> _WHAT YOU HAVE TO DO_: Find the word "puddle" in the data. Return every line where it appears.

> _DATA FOR THIS TASK_:

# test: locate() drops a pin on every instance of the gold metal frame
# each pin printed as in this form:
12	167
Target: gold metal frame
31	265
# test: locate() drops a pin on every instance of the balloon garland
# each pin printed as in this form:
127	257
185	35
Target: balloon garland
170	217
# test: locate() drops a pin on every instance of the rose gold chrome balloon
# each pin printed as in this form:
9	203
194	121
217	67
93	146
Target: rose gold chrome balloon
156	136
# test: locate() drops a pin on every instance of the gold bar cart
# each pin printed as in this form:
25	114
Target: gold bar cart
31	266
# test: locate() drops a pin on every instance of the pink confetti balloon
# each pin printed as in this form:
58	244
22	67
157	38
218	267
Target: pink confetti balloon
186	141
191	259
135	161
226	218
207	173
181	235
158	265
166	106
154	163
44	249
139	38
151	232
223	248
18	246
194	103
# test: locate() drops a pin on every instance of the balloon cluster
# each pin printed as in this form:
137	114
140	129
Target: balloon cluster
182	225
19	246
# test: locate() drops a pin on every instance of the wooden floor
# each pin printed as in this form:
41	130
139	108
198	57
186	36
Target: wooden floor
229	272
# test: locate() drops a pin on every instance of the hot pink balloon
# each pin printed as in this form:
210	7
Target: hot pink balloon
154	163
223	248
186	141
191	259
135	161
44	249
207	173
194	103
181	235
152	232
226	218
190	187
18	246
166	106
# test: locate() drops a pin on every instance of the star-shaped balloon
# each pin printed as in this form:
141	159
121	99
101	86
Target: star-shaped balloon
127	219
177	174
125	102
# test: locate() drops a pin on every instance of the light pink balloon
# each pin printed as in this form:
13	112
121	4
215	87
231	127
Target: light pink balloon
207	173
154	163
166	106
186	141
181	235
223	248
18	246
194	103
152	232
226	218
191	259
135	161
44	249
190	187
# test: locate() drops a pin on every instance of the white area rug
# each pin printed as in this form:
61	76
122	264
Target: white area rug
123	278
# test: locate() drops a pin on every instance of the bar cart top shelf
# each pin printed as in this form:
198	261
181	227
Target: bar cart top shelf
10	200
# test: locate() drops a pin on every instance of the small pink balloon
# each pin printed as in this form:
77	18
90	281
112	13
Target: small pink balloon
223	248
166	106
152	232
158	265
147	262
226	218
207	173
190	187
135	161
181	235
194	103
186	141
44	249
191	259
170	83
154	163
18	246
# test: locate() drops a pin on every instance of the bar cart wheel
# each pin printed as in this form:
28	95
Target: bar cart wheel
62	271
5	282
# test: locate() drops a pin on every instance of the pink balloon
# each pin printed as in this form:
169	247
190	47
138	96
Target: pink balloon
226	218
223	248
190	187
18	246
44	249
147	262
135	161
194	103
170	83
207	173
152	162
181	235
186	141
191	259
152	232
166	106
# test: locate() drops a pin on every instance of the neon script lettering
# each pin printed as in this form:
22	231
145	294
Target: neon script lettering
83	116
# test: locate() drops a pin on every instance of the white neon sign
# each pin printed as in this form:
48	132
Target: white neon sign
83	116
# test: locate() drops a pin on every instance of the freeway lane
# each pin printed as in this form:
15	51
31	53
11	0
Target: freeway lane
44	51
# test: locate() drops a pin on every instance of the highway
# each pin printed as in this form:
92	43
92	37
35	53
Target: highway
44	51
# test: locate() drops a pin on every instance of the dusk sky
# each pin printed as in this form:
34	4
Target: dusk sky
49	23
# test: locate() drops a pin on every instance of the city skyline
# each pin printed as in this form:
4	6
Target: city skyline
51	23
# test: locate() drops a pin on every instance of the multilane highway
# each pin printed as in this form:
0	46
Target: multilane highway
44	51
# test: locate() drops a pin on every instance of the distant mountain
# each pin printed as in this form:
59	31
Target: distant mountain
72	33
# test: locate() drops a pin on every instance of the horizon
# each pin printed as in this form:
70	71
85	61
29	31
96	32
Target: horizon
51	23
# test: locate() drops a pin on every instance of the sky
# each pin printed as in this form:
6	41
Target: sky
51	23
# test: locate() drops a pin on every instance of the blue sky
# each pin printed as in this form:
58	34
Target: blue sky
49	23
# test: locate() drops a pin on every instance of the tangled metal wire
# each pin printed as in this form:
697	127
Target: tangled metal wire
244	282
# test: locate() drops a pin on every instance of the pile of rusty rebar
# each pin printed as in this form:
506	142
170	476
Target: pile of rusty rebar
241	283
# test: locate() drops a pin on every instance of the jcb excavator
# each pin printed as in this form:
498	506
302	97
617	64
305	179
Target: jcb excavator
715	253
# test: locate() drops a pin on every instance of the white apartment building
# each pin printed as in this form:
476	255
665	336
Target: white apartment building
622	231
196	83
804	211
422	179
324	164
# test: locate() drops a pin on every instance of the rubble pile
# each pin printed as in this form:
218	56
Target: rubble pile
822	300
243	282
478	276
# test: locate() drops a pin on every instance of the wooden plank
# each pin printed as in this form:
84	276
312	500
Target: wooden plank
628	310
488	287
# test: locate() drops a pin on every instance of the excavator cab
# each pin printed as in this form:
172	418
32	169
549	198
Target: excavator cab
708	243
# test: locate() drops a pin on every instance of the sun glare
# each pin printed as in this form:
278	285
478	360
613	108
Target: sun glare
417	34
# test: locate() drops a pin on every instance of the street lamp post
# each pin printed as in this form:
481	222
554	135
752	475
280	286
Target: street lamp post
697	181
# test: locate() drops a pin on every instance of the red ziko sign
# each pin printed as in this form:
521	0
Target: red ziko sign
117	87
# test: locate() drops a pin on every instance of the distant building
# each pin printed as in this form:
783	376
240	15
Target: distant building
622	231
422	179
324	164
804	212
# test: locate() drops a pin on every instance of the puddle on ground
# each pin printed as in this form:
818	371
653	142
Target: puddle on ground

> _ANSWER FOR THIS EXERCISE_:
# test: locate() drops a pin on every instance of the puddle on ground
Target: puddle on ground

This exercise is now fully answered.